= Beginning of Section =
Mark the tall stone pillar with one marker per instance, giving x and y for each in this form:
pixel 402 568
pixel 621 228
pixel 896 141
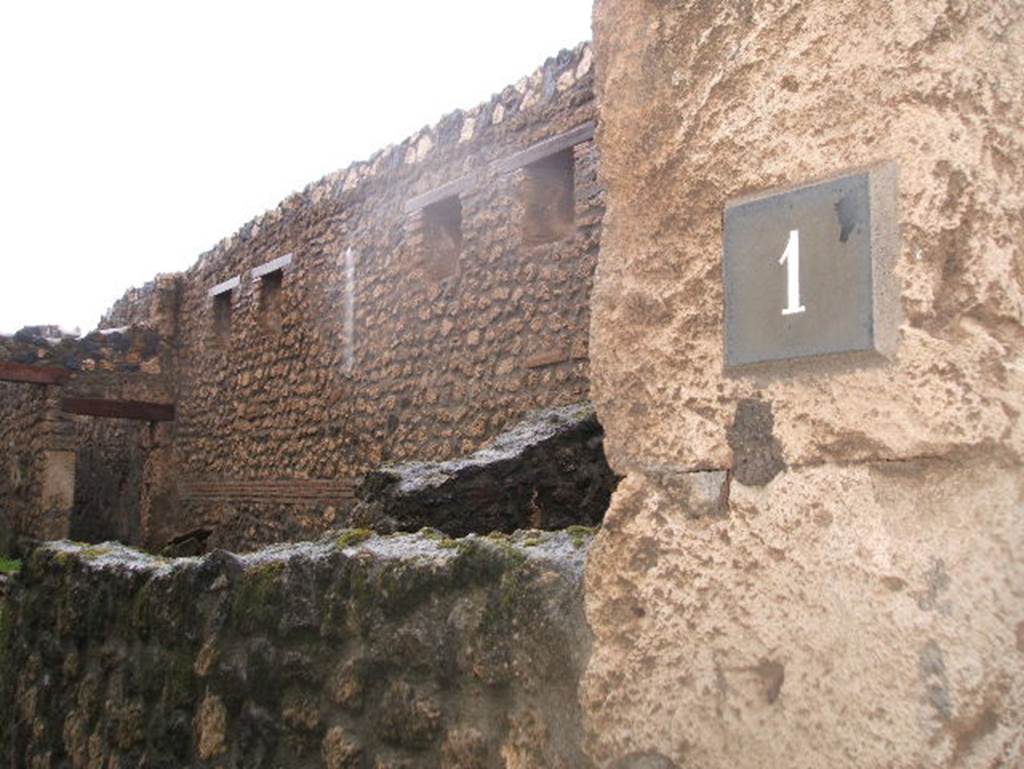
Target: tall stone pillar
pixel 814 563
pixel 56 462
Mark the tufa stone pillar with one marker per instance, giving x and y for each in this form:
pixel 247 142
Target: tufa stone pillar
pixel 815 564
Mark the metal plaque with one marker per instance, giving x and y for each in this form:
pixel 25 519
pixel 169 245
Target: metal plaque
pixel 801 269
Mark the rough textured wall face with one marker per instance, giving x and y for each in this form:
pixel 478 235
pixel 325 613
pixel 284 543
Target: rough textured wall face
pixel 814 564
pixel 377 344
pixel 384 653
pixel 22 445
pixel 707 103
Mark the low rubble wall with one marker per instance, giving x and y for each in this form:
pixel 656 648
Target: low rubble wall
pixel 357 650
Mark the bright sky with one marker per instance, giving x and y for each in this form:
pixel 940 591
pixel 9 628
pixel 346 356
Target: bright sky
pixel 134 135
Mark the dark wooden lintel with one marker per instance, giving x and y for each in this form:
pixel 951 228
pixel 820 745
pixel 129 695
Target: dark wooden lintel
pixel 119 409
pixel 10 372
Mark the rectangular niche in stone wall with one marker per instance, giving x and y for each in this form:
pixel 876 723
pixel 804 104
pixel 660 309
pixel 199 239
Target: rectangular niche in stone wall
pixel 222 296
pixel 441 238
pixel 549 199
pixel 270 280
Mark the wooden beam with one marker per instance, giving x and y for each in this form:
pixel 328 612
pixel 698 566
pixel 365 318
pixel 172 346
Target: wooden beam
pixel 460 186
pixel 33 374
pixel 139 410
pixel 545 148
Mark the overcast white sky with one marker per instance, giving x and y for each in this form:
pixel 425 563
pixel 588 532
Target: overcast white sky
pixel 134 135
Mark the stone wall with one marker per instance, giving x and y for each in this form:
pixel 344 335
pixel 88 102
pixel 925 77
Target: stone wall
pixel 374 342
pixel 383 652
pixel 94 467
pixel 22 413
pixel 410 306
pixel 814 563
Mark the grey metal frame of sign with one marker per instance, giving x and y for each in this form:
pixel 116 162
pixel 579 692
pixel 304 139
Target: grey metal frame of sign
pixel 846 242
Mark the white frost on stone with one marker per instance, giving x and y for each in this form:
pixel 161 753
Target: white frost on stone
= End of Section =
▶ **Task to complete**: What lines in the material above hold the word "frost"? Pull them out.

▶ **Problem solution**:
Mark the white frost on stone with one marker per instance, giving x and y for each in this form:
Target: white frost on stone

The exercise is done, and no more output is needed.